The New Brunswick Youth Orchestra, NBYO for short, () is a youth orchestra based in Saint John, New Brunswick, Canada. Founded in 1965, the orchestra has approximately 80 members from across the province. The NBYO tours New Brunswick each year, and occasionally performs in other countries, funded by a Board of Directors as well as private, municipal, and provincial grants.

History
The New Brunswick Youth Orchestra was founded in 1965 under Philip W. Oland, who was the president of the New Brunswick Symphony Orchestra (NBSO) at that time. The NBYO effectively became New Brunswick's main orchestra at the NBSO's discontinuation in 1968. The NBYO first performed Woodstock, New Brunswick in October 1966.

The NBYO went on to give many other performances, including musical presentations at Expo 67 and the National Arts Centre. It also participated in several festivals such as the Dominion Centenary Festival of Music for Senior Orchestras, the Festival of International Youth Orchestras, Canadian Festival of Youth Orchestras and the Summa Cum Laude International Youth Music Festival Competition in Vienna, Austria.

In 2009, the New Brunswick Youth Orchestra adopted a musical education and training program entitled Sistema New Brunswick, inspired by the Venezuelan El Sistema program.

Conductors

 Bruce Holder (assistant conductor; 1966)
 Stanley Saunders (1965-1968)
 Kelsey Jones (1968-1969)

Labeling and segmentation listing:

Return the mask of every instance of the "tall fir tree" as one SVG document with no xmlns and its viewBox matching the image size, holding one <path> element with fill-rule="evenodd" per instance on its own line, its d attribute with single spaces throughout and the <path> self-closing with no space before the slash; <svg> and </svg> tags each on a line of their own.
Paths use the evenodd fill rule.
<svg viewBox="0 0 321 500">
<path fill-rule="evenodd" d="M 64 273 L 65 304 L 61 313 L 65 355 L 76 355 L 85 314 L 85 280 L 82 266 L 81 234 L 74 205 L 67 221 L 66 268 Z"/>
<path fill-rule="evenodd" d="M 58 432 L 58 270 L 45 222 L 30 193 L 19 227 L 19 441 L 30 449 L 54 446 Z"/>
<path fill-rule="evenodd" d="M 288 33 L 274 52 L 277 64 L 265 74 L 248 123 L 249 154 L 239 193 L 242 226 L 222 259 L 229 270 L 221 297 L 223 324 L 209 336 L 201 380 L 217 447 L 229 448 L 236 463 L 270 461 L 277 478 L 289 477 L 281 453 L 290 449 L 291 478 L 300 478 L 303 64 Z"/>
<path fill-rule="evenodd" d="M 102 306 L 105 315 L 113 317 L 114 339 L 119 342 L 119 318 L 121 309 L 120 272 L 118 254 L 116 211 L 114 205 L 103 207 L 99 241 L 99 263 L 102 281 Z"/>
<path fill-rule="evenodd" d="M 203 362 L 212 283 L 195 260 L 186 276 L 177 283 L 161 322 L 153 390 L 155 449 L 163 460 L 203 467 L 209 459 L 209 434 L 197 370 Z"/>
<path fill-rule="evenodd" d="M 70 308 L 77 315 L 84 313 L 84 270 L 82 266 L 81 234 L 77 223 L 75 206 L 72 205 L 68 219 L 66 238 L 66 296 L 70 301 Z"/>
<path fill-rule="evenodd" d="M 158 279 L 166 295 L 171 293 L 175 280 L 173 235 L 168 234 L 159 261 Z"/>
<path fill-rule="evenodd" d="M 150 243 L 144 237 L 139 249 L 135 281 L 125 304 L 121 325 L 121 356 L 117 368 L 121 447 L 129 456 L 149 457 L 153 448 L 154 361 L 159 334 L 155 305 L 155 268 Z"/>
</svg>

**Parts of the exercise**
a: Name every conductor listed in the article on the New Brunswick Youth Orchestra.
b: Retype everything in the listing from its first line down to the line containing "158 279 L 166", both included.

**Responses in order**
a:
Bruce Holder
Stanley Saunders
Kelsey Jones

b:
Return the mask of every instance of the "tall fir tree" as one SVG document with no xmlns and its viewBox matching the image size, holding one <path> element with fill-rule="evenodd" per instance on its own line, its d attribute with single spaces throughout and the <path> self-closing with no space before the slash; <svg> and </svg> tags each on a line of their own.
Paths use the evenodd fill rule.
<svg viewBox="0 0 321 500">
<path fill-rule="evenodd" d="M 64 273 L 65 304 L 61 313 L 65 355 L 76 355 L 85 314 L 85 280 L 82 266 L 81 234 L 74 205 L 67 221 L 66 268 Z"/>
<path fill-rule="evenodd" d="M 58 432 L 58 270 L 45 222 L 30 193 L 19 227 L 19 441 L 30 449 L 54 446 Z"/>
<path fill-rule="evenodd" d="M 288 33 L 274 52 L 277 64 L 265 74 L 248 123 L 249 154 L 239 193 L 242 226 L 222 259 L 229 270 L 221 297 L 223 324 L 209 336 L 201 380 L 217 447 L 229 448 L 236 463 L 270 461 L 277 478 L 289 477 L 281 453 L 290 449 L 291 478 L 300 478 L 303 64 Z"/>
<path fill-rule="evenodd" d="M 102 306 L 105 315 L 113 317 L 114 339 L 119 342 L 119 318 L 121 309 L 120 272 L 118 254 L 116 211 L 114 205 L 103 207 L 99 241 L 99 263 L 102 281 Z"/>
<path fill-rule="evenodd" d="M 203 362 L 212 283 L 195 260 L 186 276 L 177 283 L 161 322 L 153 390 L 155 449 L 163 460 L 203 467 L 209 459 L 209 434 L 197 370 Z"/>
<path fill-rule="evenodd" d="M 70 308 L 77 315 L 84 313 L 84 270 L 82 266 L 81 234 L 77 223 L 75 206 L 72 205 L 68 219 L 66 238 L 66 296 L 70 301 Z"/>
<path fill-rule="evenodd" d="M 158 279 L 166 295 L 171 293 L 175 280 L 173 235 L 168 234 L 159 261 Z"/>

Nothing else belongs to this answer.